[[ Provided data open ]]

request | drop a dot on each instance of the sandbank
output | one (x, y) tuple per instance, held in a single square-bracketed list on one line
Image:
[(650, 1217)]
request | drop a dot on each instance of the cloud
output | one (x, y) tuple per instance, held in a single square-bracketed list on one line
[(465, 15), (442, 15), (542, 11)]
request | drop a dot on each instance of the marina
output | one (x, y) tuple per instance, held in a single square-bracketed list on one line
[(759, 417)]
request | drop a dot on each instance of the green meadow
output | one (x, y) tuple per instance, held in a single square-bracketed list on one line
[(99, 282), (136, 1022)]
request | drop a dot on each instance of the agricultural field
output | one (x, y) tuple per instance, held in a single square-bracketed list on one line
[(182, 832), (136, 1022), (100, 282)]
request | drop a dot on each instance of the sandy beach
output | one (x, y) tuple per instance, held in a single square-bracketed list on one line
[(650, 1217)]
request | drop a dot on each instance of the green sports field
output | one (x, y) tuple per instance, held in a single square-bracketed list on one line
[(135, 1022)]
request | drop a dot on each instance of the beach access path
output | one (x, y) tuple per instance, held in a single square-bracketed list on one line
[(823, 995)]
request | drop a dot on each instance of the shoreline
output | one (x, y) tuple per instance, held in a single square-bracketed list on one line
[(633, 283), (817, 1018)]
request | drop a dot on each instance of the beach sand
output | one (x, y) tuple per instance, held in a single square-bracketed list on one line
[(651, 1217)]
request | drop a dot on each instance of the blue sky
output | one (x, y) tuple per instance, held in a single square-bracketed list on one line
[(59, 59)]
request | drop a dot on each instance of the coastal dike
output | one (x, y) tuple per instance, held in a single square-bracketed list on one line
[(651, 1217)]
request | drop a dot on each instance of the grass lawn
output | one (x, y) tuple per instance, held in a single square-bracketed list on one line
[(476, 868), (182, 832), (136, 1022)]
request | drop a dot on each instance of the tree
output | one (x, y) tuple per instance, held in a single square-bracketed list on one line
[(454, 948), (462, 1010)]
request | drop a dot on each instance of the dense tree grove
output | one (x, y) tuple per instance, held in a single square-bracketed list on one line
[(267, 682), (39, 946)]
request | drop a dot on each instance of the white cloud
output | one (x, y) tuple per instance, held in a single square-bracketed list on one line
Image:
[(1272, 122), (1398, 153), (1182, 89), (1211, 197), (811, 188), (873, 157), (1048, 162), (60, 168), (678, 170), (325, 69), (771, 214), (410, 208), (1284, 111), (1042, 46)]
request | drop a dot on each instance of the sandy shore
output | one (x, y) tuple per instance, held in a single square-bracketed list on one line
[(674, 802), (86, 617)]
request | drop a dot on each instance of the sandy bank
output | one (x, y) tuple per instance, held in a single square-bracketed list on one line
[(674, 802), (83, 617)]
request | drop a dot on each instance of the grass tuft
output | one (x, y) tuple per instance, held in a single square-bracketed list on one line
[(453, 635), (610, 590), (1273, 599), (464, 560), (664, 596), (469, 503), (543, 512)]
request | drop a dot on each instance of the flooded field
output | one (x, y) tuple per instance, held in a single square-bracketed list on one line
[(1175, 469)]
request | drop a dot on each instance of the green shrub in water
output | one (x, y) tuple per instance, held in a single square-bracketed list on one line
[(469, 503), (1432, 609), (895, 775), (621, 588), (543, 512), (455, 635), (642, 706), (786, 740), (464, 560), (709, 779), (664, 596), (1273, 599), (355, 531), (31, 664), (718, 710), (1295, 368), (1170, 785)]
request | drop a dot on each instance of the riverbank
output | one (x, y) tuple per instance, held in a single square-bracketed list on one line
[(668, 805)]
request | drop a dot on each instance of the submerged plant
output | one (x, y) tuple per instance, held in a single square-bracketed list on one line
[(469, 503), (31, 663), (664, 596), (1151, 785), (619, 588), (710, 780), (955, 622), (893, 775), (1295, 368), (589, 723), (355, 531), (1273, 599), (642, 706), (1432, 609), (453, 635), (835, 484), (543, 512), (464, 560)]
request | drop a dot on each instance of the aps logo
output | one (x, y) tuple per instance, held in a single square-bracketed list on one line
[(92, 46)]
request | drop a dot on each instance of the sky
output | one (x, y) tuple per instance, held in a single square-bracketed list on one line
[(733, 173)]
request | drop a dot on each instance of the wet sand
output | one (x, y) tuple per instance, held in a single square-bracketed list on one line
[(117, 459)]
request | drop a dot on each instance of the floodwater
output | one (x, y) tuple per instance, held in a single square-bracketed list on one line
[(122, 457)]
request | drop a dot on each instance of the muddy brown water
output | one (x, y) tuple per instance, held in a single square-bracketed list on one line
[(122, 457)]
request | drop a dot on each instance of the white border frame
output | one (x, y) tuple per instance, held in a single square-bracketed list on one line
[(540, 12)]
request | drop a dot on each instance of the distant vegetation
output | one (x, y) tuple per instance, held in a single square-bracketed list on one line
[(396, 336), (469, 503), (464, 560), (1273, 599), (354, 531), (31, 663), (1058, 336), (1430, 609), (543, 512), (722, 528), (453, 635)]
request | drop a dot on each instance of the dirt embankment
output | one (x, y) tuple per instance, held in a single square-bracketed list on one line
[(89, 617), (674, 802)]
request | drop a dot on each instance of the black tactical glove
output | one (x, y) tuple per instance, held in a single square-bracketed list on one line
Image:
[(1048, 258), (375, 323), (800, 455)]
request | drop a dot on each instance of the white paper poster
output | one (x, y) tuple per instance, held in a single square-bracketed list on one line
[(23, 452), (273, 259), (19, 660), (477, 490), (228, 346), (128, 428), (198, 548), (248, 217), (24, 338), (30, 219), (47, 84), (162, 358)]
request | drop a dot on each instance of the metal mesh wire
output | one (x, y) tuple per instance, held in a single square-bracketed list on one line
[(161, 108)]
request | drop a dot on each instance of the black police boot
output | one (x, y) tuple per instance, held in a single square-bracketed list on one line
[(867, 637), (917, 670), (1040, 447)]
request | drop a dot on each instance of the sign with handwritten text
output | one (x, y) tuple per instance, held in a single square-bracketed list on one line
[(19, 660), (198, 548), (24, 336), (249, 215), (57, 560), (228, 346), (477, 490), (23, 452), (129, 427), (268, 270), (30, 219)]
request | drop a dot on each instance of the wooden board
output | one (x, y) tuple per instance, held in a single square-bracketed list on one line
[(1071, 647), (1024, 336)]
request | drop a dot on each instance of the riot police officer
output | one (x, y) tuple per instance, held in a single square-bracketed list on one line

[[ Provided data closed ]]

Match on "cloud" and report each line of the data above that has it.

→ Result below
request | drop a dot on each instance of the cloud
request | drop a dot on each instance of the white cloud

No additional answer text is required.